The request: Transcribe all of the material below word for word and leave out its pictures.

Entries supplied:
========

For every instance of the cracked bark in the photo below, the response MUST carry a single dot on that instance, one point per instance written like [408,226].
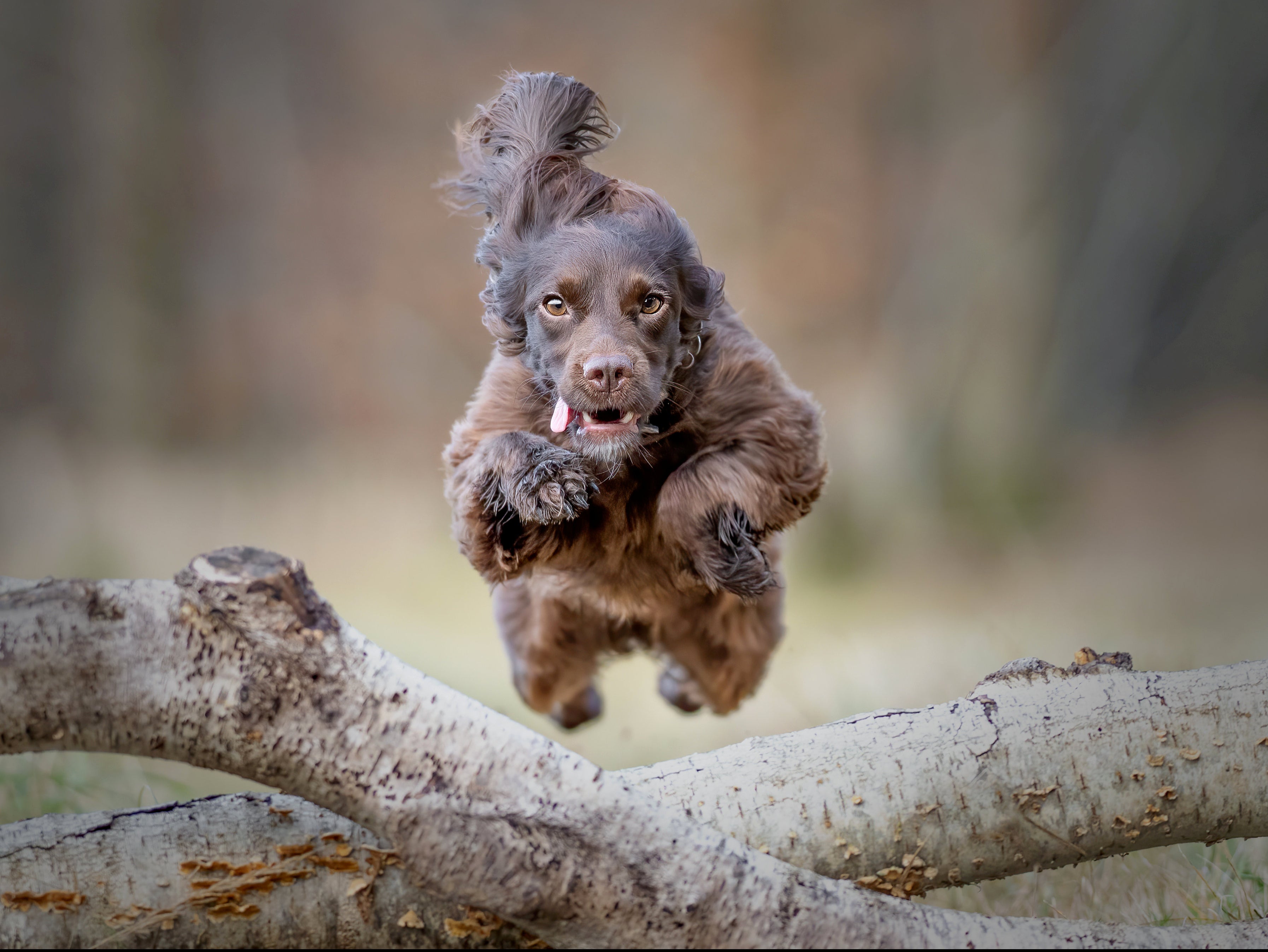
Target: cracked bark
[243,667]
[136,857]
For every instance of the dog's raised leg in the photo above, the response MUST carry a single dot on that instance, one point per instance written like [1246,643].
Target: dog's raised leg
[720,652]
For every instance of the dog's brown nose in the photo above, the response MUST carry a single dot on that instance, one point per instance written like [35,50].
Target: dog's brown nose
[608,372]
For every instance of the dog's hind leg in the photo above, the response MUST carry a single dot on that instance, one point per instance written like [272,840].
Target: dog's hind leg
[554,652]
[720,651]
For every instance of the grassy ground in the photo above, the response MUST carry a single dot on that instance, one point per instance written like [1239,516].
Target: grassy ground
[1148,558]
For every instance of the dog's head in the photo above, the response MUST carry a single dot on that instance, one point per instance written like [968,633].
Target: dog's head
[597,284]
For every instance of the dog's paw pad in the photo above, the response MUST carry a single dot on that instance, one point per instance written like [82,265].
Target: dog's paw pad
[553,490]
[680,689]
[736,562]
[584,708]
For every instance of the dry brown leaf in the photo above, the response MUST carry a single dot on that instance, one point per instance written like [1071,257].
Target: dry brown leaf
[55,900]
[336,864]
[476,922]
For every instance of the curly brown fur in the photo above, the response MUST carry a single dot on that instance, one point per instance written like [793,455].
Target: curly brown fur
[632,454]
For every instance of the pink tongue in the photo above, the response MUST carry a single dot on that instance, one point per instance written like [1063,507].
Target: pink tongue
[562,416]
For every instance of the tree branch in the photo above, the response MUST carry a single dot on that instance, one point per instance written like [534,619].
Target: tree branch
[245,668]
[306,879]
[1039,767]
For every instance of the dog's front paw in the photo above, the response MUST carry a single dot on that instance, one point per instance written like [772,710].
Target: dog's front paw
[731,557]
[551,485]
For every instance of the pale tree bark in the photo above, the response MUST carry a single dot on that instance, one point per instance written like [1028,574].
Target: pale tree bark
[244,668]
[1039,767]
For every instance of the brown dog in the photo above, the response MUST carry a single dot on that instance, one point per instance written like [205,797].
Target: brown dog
[632,452]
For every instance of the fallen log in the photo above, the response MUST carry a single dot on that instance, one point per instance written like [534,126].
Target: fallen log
[243,667]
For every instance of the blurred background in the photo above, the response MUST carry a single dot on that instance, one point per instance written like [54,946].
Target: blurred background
[1017,252]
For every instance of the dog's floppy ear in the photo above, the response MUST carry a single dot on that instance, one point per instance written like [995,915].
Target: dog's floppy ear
[523,156]
[701,296]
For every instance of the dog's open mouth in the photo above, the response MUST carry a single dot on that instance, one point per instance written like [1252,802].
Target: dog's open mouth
[600,422]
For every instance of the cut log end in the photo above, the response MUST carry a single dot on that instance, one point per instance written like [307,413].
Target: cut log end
[258,590]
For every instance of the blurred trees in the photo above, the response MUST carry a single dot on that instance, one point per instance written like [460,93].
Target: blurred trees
[975,231]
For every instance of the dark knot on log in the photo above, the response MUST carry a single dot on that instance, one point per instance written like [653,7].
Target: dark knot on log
[258,590]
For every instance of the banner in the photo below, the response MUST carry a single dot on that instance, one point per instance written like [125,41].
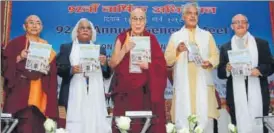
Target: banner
[163,18]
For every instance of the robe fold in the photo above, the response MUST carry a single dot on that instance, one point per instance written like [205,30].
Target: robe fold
[26,88]
[142,91]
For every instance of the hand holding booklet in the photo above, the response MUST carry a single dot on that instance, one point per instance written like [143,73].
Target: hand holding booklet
[240,61]
[194,53]
[140,53]
[38,57]
[89,58]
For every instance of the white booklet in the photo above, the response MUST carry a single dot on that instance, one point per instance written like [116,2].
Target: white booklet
[89,58]
[240,61]
[194,53]
[38,57]
[140,53]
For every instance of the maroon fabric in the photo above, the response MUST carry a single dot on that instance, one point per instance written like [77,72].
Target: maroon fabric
[129,93]
[31,120]
[18,81]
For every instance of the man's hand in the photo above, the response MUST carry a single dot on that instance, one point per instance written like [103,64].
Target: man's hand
[103,59]
[255,72]
[143,65]
[128,46]
[206,65]
[181,47]
[76,69]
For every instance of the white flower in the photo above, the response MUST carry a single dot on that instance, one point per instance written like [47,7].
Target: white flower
[123,123]
[50,125]
[193,119]
[232,128]
[170,128]
[61,130]
[198,129]
[184,130]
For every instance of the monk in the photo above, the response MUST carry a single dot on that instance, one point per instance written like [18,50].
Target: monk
[194,92]
[139,91]
[30,95]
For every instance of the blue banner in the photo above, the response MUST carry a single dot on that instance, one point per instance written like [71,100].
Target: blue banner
[163,18]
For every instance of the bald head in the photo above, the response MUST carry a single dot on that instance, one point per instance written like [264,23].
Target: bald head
[138,11]
[239,16]
[32,17]
[137,21]
[33,25]
[240,25]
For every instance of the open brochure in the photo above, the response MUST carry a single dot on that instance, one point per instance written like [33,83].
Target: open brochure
[194,53]
[38,57]
[140,53]
[240,60]
[89,58]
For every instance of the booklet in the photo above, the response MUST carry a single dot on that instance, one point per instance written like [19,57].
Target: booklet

========

Task response:
For every instance of the cracked bark in the photo below, the response MUST carry a single dot on that instance, one point per instance written like [408,226].
Target: cracked bark
[243,667]
[136,857]
For every instance of the dog's raised leg in the photo above, the response MUST carry a single dot on that instance, one point per instance written like [1246,643].
Target: dog's raised leg
[720,652]
For every instance of the dog's brown nose in the photo above, the response MUST carry a single dot on that instance, one point per instance written like [35,50].
Target: dog's brown nose
[608,372]
For every instance of the dog's hind leg in the photo above, the response MUST carry a single dot on that instance, one point per instance written like [272,840].
Target: dog's hind leg
[554,652]
[720,651]
For every instance of the grassy ground in the photo above, the response MUST carry a single dot on that instance, one point per instance written like [1239,516].
Target: grassy ground
[1148,558]
For every instance of the dog's head in the photo above, the response MUST carry a single dot on that instance, one point per instance written like [968,633].
Target: dog's head
[597,284]
For every instance of the dog's paw pad in the photo above, the response MUST carry a single dot on that instance, one point per instance written like [82,265].
Target: dog's paw pad
[553,490]
[680,689]
[736,562]
[584,708]
For every instance of the dry brown leaf in the photo above, the response MUST carry a single dot on that instance, one point per instance written like [1071,257].
Target: dry brown leaf
[55,900]
[336,864]
[476,922]
For every instance of the curly brown fur in the photo above, the response MUST carry a single dot on that instance, one point per instance written like [793,455].
Target: curly brown fur
[632,454]
For every instance of the pink tongue in the photo above, the response MUST carry a single dot on that instance, one point per instance written like [1063,507].
Target: pink tongue
[562,416]
For every instance of the tree branch in the photo above, the response MUST carry a single dot on that instance, one point per instance written like [534,619].
Target: tree branch
[245,668]
[306,879]
[1039,767]
For every instance of the dog's front paw in the photo above, the response MUST carry a single dot on that instance, one point per instance written like [772,710].
Target: dog's front paw
[731,557]
[551,485]
For every instance of the pale tree bark in the photo above, the response MUST carry a single dot on that instance, one point per instance written like [1028,574].
Target: pale tree bark
[244,668]
[1039,767]
For every instance of the brown dog in the photo above, the response MUST carry a single dot on that instance, one point per instance written like [205,797].
Target: brown dog
[632,452]
For every instance of the fallen log in the photo above, the response MUST carry a single dot on that instance, one point per instance written like [534,126].
Target: fallen log
[243,667]
For every instance of the blurred background in the photo above, the response MUST carry a single dot on that instance, one point per instance written like [54,946].
Target: blurred background
[1017,252]
For every instance of the dog's floppy ear in the photo above, the response MUST carry a single dot on that instance, one point per instance written like [995,915].
Target: dog's floppy ear
[523,156]
[701,296]
For every instance of the dog's open mouth in the photo above, the response MUST carry a single dot on that instance, one point per instance written like [1252,802].
Target: dog's open mouth
[600,422]
For every instance of the cut log end in the photo above, the response MUST carry a single dot on that instance, one point per instance written like [307,413].
Target: cut log end
[258,590]
For every instance of the blurred trees in the photo above, the response MUST carry a single dot on that instance, one point per instance written like [460,93].
Target: blurred trees
[975,231]
For every instance of the dark knot on log in the photo above, the response MUST carry a single dot on that instance, one point per instance written like [653,7].
Target: dark knot on log
[258,590]
For every instance of the banner in the photo below, the response MUST carry a single dot on that instance, one point per instance written like [125,41].
Target: banner
[163,18]
For every instance of the robe fold in the photo above, the response MUST carry a single dot on that instance, one point per instance written like [205,30].
Target: robe fold
[26,88]
[142,91]
For every instance of the hand holding booklet in the photo above, the response MUST carry a single dot on that instance, one point per instance written like [143,73].
Target: hand holding booklet
[240,61]
[194,53]
[140,53]
[38,57]
[89,58]
For every instance of the white booklet in the photo above, the response MUST carry a single dot on that instance, one point per instance written like [116,2].
Target: white booklet
[89,58]
[240,61]
[194,53]
[38,57]
[140,53]
For every instance of the maroon fabric in the photo above, the response MUST carry a single dot on that instance, one point per instance written like [77,72].
Target: maroon fabric
[129,93]
[31,120]
[18,81]
For every instance of the man's hand in the photo above, the response MUST carry a single dot on that instance, one point per instance written like [103,64].
Target: man's hand
[103,59]
[255,72]
[143,65]
[128,46]
[206,65]
[181,47]
[76,69]
For every instance of the white flower in the photo above, the response MUST carry a single dot on that instance, one point per instance written like [47,7].
Target: white flower
[123,123]
[50,125]
[193,119]
[232,128]
[170,128]
[61,130]
[198,129]
[184,130]
For every instance of the monk in the photo above, the response MUST carry a single dot on that instance, one point per instance written like [18,50].
Target: monk
[194,92]
[139,91]
[30,95]
For every instance of the blue banner in the photo above, the response MUST carry a single dot on that instance, one point per instance written like [71,100].
Target: blue banner
[163,18]
For every instance of the bald head in the photo above, the response MUST carry a single dot on that instance, one point per instance written like [264,23].
Target: bald head
[138,11]
[239,16]
[32,17]
[137,21]
[33,25]
[240,25]
For every instance of the open brochure in the photo above, the response MUST carry a single dot on that instance, one point per instance written like [33,83].
Target: open brochure
[194,53]
[38,57]
[140,53]
[240,60]
[89,58]
For every instance of the booklet in the photo above, the response MUST carry a single dot on that instance, one point per instance written like [19,57].
Target: booklet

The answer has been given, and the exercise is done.